* Apply what you read
A. In the excerpt on dreams and psycho-analysis, list each thing that the sentence beginning "Dreams are the awaking" says about dreams.
B. Extract the passage of the excerpt on dreams and psycho-analysis from "Macbeth. How does" up to and including "minister to himself.".

Macbeth. How does your patient, doctor? Doctor. Not so sick, my lord, As she is troubled with thick-coming fancies, That keep her from her rest. Macbeth. Cure her of that; Canst thou not minister to a mind diseas’d; Pluck from the memory a rooted sorrow; Raze out the written troubles of the brain; And, with some sweet oblivious antidote, Cleanse the stuff’d bosom of that perilous stuff, Which weighs upon the heart? Doctor. Therein the patient Must minister to himself.
And here, insensibly, we have passed into the World of Dreams. The morbid and the normal have come together. Dreams are the awaking of dormant complexes; they are transfigured experiences; they come into consciousness trailing clouds of emotion, and fill the dreamer’s imagination with mysterious images. It is here that the method of psycho-analysis most fascinates the student. It looks as if once more the “interpretation of dreams” had become a reality. The results of psycho-analysis, even when the method is applied with a master hand and the details are interpreted with a skill that comes only of a quick imagination, are not entirely convincing; but they are certainly such as to make more and more observation desirable. In the present short essay Professor Freud gives a sketch of psycho-analysis as it is applied to the interpretations of dreams. His examples, if they are enough to illustrate the theory, are hardly enough to prove it, but they are intended as an introduction to his more elaborate studies; and, hitherto, observers as they have increased in experience have gained in conviction. That the method goes a long way to prove that dreams are not a chaotic sport of the brain, but are a manifestation of ordered mental experience, is beyond doubt. It would be easy to show where the theory does not cover facts, but it is equally easy to show many facts that it does cover.
What, then, is the theory? Briefly this, that dreams are very largely the expressions of unfulfilled desires. Where, as in children, the waking experience and the sleeping experience differ from each other by very little, the dream, or sleeping experience, readily takes the form of the ungratified desires of the day. But as the mind grows older the dream expression of a desire gets more intricate. By-and-by it is too intricate to be deciphered from direct memory, and then there is a chance for the method of psycho-analysis. What of the dream is remembered gives the cue for the analysis. Take a remembered element of a dream, track it back and back by free association or other method, and you will find that, at one or two removes, the remembered element stirs up forgotten elements, and ultimately brings coherence out of incoherence.

* Excerpted data
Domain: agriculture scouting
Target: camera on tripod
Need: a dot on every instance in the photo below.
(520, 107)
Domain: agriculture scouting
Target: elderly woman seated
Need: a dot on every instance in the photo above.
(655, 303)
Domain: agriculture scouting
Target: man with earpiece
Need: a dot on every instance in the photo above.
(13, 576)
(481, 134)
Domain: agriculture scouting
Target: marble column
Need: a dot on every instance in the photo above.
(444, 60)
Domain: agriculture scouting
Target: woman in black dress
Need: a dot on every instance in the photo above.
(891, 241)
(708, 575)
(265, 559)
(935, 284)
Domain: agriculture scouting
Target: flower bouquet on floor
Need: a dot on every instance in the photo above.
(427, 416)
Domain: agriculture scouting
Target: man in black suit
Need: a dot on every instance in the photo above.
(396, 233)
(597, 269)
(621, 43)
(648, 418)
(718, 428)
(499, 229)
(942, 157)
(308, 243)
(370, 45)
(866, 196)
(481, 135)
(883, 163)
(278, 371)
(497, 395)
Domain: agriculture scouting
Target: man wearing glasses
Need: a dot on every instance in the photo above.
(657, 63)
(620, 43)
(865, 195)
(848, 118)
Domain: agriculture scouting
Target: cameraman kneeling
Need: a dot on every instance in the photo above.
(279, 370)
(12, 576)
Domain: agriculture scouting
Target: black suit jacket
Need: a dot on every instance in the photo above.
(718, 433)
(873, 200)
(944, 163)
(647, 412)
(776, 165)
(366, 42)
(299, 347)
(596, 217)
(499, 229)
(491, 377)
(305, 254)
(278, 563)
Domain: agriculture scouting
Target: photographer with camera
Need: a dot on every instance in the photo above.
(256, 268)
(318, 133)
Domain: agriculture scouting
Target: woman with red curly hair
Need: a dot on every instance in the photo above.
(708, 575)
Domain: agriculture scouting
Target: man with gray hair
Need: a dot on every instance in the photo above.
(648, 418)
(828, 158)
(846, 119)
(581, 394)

* Answers by task
A.
- They are the awaking of dormant complexes.
- They are transfigured experiences.
- They come into consciousness trailing clouds of emotion.
- They fill the dreamer's imagination with mysterious images.

B.
Macbeth. How does your patient, doctor? Doctor. Not so sick, my lord, As she is troubled with thick-coming fancies, That keep her from her rest. Macbeth. Cure her of that; Canst thou not minister to a mind diseas’d; Pluck from the memory a rooted sorrow; Raze out the written troubles of the brain; And, with some sweet oblivious antidote, Cleanse the stuff’d bosom of that perilous stuff, Which weighs upon the heart? Doctor. Therein the patient Must minister to himself.